[start Page text]

Sea of Poppies (Ghosh) - Book Reviews

Book Reviews
During the course of this novel, the first installment in his projected "Ibis Trilogy," Mr. Ghosh turns the ship into something robustly, bawdily and indelibly real…home to Mr. Ghosh's sparkling array of eccentrics, blowhards, runaway lovers and people seeking new leases on life.... Sea of Poppies works well as a free-standing novel. But it also lays the groundwork for Mr. Ghosh's larger project. By the time this book ends, the reader has been caught up in a plot of Dickensian intricacy, the Ibis readied for whatever its mission may be, and the characters firmly enveloped in new, self-created identities.

[end Page text]
[start Excerpted records]

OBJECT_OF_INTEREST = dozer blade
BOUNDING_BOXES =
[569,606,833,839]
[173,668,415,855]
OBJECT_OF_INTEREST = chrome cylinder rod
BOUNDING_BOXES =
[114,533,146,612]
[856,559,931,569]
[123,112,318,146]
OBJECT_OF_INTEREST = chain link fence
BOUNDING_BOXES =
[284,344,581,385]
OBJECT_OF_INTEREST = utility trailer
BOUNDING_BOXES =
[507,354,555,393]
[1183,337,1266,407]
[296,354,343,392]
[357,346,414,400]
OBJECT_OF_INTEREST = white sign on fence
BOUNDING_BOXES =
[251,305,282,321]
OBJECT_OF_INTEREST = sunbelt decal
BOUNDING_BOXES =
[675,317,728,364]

[end Excerpted records]
[start Excerpted records]

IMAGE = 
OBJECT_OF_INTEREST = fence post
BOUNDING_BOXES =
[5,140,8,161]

[end Excerpted records]

• [Required actions]:
A - The Sea of Poppies review describes the ship as home to a "sparkling array" of people. List every kind of person named in that array.
B - Carry on the Sea of Poppies review, picking up after its final sentence.

• [Outputs by task]:
A -
- eccentrics
- blowhards
- runaway lovers
- people seeking new leases on life

B -
Janet Maslin - New York Times


One does not need the impressive bibliography of sources at the end to be struck by the wealth of period detail the author commands. His descriptions bring a lost world to life, from the evocatively imagined opium factory, the intricacies of women's costumes and the lovingly enumerated fare on the opulent dining tables of the era, to the richly detailed descriptions of the Ibis and its journey. At times, Sea of Poppies reads like a cross between an Indian Gone with the Wind and a Victorian novel of manners. And yet Ghosh has managed a sharp reversal of perspective. His ship, with the author's fine feel for nautical niceties, sails in Joseph Conrad territory, through waters since romanticized by the likes of James Clavell. But whereas those writers and so many others placed the white man at the center of their narratives, Ghosh relegates his British colonists to the margins of his story, giving pride of place to the neglected subjects of the imperial enterprise: colonialism's impoverished, and usually colored, victims…his novel is also a delight. I can't wait to see what happens to these laborers and seamen, the defrocked raja and the transgendered mystic in the next volume.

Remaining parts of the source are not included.